TÂCHES À FAIRE »
- A) Recopiez, dans le récit sur la retraite des Allemands, le passage qui commence par "Nous sommes prêts" et qui va jusqu'à "ne rien dire.".
- B) Poursuivez le récit sur la retraite des Allemands après sa dernière phrase.

TEXTE FOURNI »
_____

Dans la précipitation de leur retraite, les Allemands laissèrent leurs morts sur place. Ils furent enterrés par les soins de l'antenne de la Croix-Rouge, dont M. Henri Charton était responsable et comprenait comme volontaires : MM Maurice Duhet, Bernard Cinq, Gaston Germain, Max Lapierre. Les uns furent inhumés à proximité de leur trou d'homme marqués d'une croix de bois, les autres dans des sépultures individuelles au cimetière du village. Leurs pièces d'identité et leurs objets intimes furent soigneusement prélevés et mis dans les pochettes spéciales de la Croix-Rouge.
Récit d'Irène Charton,
fille des gérants de l'Économique Troyen
Mercredi 23 août ! Il est vingt et une heures!
Nous sommes prêts à aller nous coucher (mais dans la cave). Nous étions chez nos voisins, car leur cave est très bonne et elle supporte une maison de deux étages; donc pas de danger.
Les obus, plus que jamais, sifflent au dessus de nos têtes, et les éclatements succédaient immédiatement ceux ci. J'avais très peur.
- "Descendons, dit maman, nous serons mieux en bas que dans cette cour."
Nous venions de nous installer quand papa arrive et murmure quelques mots à maman.
Puis, m'attirant à elle, elle me dit tout bas : " Les Américains font un pont en caoutchouc dans la plaine de l'Ormetteau et une centaine de soldats est déjà passé en barque à moteur sur cette rive de la Seine; demain ils seront là. Ne le dit à personne." Maintenant nous étions environ dix huit personnes dans la cave. Je promis à maman de ne rien dire.

_____

Entrées de pointage d'objets étiquetés
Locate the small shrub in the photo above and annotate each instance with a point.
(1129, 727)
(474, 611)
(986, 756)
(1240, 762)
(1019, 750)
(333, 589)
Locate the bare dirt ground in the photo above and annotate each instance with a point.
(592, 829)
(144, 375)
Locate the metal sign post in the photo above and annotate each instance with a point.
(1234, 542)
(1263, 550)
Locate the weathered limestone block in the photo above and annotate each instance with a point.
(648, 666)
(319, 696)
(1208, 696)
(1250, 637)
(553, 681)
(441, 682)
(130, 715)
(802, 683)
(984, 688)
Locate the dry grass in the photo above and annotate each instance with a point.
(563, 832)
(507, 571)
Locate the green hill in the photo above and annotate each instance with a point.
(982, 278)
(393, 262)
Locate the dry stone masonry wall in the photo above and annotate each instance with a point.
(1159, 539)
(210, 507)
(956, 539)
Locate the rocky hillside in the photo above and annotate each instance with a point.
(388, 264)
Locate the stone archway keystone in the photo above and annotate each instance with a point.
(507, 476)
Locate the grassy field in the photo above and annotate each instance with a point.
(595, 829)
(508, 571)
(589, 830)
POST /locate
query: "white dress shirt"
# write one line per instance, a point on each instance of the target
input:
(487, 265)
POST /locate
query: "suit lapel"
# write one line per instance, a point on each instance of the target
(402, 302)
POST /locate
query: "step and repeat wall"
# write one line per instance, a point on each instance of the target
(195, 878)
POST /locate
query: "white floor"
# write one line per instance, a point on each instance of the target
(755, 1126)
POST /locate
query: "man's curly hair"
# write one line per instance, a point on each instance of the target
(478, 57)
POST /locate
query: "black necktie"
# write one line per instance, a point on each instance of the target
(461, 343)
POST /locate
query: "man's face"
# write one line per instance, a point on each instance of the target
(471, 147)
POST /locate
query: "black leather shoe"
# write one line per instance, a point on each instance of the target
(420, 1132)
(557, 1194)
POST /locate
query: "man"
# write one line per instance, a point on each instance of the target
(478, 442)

_____

RÉPONSES AUX TÂCHES »
- A)
Nous sommes prêts à aller nous coucher (mais dans la cave). Nous étions chez nos voisins, car leur cave est très bonne et elle supporte une maison de deux étages; donc pas de danger.
Les obus, plus que jamais, sifflent au dessus de nos têtes, et les éclatements succédaient immédiatement ceux ci. J'avais très peur.
- "Descendons, dit maman, nous serons mieux en bas que dans cette cour."
Nous venions de nous installer quand papa arrive et murmure quelques mots à maman.
Puis, m'attirant à elle, elle me dit tout bas : " Les Américains font un pont en caoutchouc dans la plaine de l'Ormetteau et une centaine de soldats est déjà passé en barque à moteur sur cette rive de la Seine; demain ils seront là. Ne le dit à personne." Maintenant nous étions environ dix huit personnes dans la cave. Je promis à maman de ne rien dire.

- B)
Cette nouvelle me rassura, car en moi même, je pensais "Les obus allemands vont éclater dans la plaine, il n'y a donc rien à craindre ici."
Après une nuit passée presqu'entièrement sans dormir, sur le matin, je m'assoupis quelques heures. Quand un coup de canon, plus fort que les autres, me fit sursauter. Il faisait jour. Nous étions le jeudi 24 Août à huit heures.
Je faisais ma toilette, à la maison, quand, soudain, un homme rentre dans la boutique en trombe, et dit : "Madame Charton, fermez votre boutique car les Américains sont à l'entrée du pays et vont arriver tout de suite.
Avant que maman est pu voir qui c'était et pu poser des questions, il n'y avait plus personne. Papa qui avait entendu, mais rien vu, ferme la boutique, et dit qu'il serait plus sage de monter dans les chambres que d'aller dans la rue.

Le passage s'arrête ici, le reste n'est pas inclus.